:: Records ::
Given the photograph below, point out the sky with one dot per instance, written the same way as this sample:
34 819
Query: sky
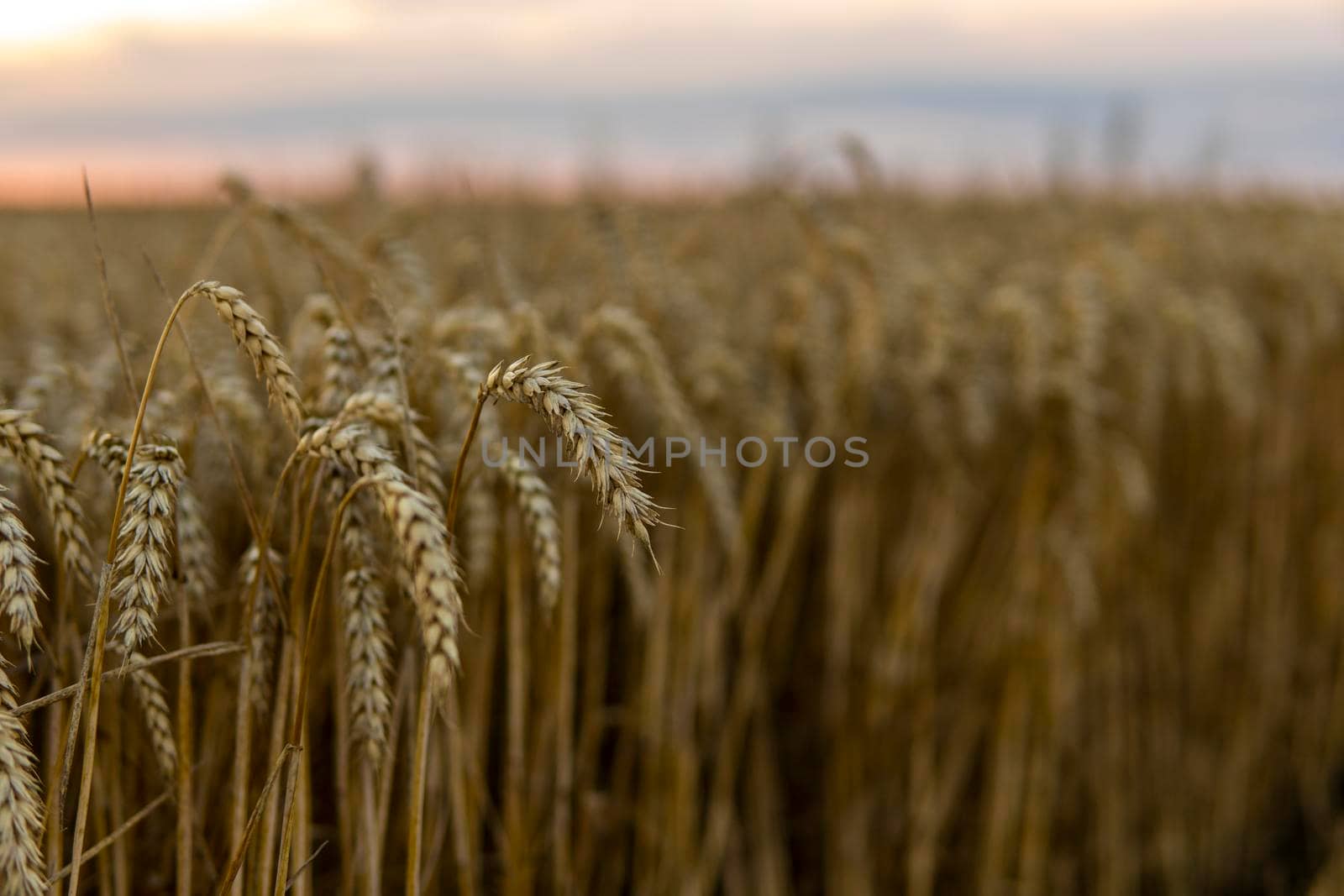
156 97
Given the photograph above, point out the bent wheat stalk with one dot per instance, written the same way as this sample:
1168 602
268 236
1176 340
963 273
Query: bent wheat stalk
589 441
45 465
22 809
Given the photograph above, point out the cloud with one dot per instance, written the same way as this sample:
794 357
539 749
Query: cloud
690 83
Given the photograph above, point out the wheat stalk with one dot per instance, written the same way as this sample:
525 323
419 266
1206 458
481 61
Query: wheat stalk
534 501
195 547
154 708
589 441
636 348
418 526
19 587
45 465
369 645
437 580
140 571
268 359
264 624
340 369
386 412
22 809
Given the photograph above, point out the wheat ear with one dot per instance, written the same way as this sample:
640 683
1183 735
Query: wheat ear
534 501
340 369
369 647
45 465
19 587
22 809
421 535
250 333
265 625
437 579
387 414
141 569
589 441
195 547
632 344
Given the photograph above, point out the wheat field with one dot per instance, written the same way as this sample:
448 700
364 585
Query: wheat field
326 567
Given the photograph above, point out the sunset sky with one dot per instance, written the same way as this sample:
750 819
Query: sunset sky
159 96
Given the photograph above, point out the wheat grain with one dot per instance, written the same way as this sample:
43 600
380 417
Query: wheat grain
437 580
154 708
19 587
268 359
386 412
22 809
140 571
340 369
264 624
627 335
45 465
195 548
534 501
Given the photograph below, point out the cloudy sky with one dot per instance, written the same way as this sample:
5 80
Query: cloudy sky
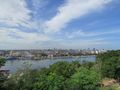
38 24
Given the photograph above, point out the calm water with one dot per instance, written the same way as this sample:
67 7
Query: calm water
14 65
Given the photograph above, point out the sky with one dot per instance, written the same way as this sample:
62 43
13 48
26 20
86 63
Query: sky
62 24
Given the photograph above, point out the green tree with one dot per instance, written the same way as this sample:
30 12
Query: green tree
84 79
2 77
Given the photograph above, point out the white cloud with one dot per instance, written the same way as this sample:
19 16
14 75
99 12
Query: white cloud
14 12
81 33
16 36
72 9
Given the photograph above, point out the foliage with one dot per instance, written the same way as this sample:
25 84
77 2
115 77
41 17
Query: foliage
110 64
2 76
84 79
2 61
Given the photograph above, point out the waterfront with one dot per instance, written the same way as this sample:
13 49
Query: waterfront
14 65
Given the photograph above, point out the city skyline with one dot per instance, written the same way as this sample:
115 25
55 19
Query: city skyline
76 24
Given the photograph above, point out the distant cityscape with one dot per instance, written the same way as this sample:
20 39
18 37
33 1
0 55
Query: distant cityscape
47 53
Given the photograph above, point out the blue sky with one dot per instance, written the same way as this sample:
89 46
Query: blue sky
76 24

:: Exercise details ::
Repeat word for word every line from the one that holds "Given the photograph above, point out the green" to the end. Both ends count.

:: Result of the exercise ::
Given the photograph above, point out the green tree with one dot per instance, written the same way as this sample:
30 12
Query: green tree
84 79
2 77
Given the photograph above, point out the white cloud with one dot per instance, written the same way as this sample:
19 16
14 75
99 12
Query: white cloud
14 12
81 33
16 36
72 9
Given the photograph above, point out the foliage with one dot per instance, written the same way as this sample:
25 84
77 2
115 77
41 17
Query: foliage
110 64
2 76
84 79
2 61
Given the photograph above, point out the waterfront with one dot per instance, written the same way as this sample:
13 49
Query: waterfront
14 65
Given the photograph above, point out the city skyline with one dot per instance, written the same way as this sample:
115 25
55 19
Query: city skyline
76 24
Given the photograph above, point out the distant cityscape with one dot per instance, written the same way as this sample:
20 39
18 37
33 1
0 55
Query: distant cityscape
47 53
Given the photograph above, point out the blue sky with one dot per instance, written the same way as this sample:
89 46
Query: blue sky
76 24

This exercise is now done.